------ SUPPLIED DATA ------

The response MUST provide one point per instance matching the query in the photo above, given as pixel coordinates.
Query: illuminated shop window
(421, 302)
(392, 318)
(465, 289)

------

Please rewrite the listing, renaming "shop window" to "storefront" and leaving everything else unchanged.

■ FULL RESPONSE ■
The response MUST provide one point per instance matching the query in the photo above, given as pixel coordinates.
Query: illuminated storefront
(421, 302)
(392, 318)
(465, 289)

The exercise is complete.